**Tasks and exercises**
[1] In the LLVM code review thread on GEP inbounds wrapping, which phrase does nikic call a term of art?
[2] Write the next part of the LLVM code review thread on GEP inbounds wrapping, starting after its final line.

**Page excerpt**
[PATCH] D90708: [LangRef] Clarify GEP inbounds wrapping semantics

Nikita Popov via Phabricator via llvm-commits llvm-commits at lists.llvm.org
Thu Nov 12 09:46:52 PST 2020


nikic marked an inline comment as done.
nikic added inline comments.


================
Comment at: llvm/docs/LangRef.rst:9782
+   means that it points into an allocated object, or to its end (which is one
+   byte past the last byte contained in the object). The only *in bounds*
+   address for a null pointer in the default address-space is the null pointer
----------------
jrtc27 wrote:
> nlopes wrote:
> > jrtc27 wrote:
> > > nikic wrote:
> > > > nlopes wrote:
> > > > > I still don't like the current writing. I would need to see some evidence from language standards that they require pointers past the end of objects.
> > > > What would be a better wording? "One past the end" is a term of art, and as such should be well understood: https://www.google.com/search?q=one+past+the+end
> > > > If both the pointer operand and the result point to elements of the same array object, or one past the last element of the array object, the evaluation shall not produce an overflow; otherwise, the behavior is undefined.

**Recorded data**
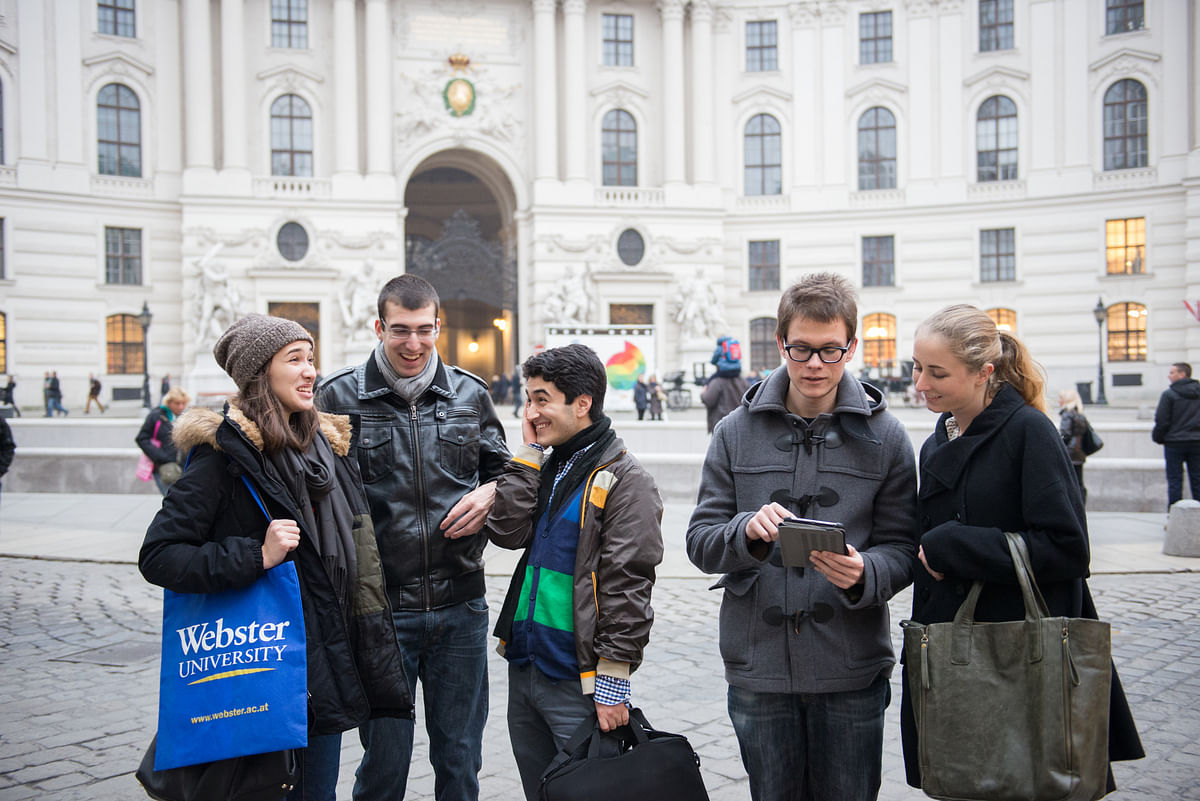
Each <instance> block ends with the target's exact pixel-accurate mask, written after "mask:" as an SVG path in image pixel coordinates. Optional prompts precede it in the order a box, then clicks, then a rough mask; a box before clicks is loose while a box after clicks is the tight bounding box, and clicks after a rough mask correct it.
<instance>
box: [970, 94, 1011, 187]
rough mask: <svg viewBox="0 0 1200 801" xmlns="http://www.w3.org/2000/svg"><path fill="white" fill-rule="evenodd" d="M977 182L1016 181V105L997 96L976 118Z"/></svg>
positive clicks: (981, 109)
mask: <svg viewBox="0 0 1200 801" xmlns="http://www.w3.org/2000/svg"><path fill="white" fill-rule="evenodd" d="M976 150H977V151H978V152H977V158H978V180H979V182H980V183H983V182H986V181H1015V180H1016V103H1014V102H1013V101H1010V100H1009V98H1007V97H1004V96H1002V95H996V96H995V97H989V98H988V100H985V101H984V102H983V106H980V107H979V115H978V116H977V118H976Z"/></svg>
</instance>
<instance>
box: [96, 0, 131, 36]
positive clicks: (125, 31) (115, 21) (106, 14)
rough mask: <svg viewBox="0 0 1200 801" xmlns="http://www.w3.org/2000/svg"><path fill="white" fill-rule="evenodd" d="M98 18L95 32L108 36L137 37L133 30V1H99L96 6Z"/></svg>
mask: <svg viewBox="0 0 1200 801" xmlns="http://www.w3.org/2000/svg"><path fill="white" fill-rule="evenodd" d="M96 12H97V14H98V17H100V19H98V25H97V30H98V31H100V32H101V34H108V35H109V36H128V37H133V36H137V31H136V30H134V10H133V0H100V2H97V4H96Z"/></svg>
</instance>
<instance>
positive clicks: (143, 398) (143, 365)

**Responses to the exercise**
[1] "One past the end."

[2]
> > > 
> > > https://port70.net/~nsz/c/c11/n1570.html#6.5.6p8
> > Thanks for the reference. Though that paragraph doesn't say that a pointer 1 byte past the end is valid.
> > It says that the following is valid:
> > int x[n]
> > q = p+(n-1); // points to the last element
> > q = p+1; // points to one element past the last
> > 
> > Doesn't say that `(char*)(p+n)+1` is valid, which is what it means for a pointer 1 byte past the end to be valid.
> > 
> > So AFAICT, both the C & C++ standards agree that p+n is the max one needs to support.
> > 
> > My suggestion is simply to remove the part in parenthesis "(which is one byte past the last byte contained in the object)". Or replace it with similar wording of the C++ standard (corresponds to a hypothetical next element or something like that).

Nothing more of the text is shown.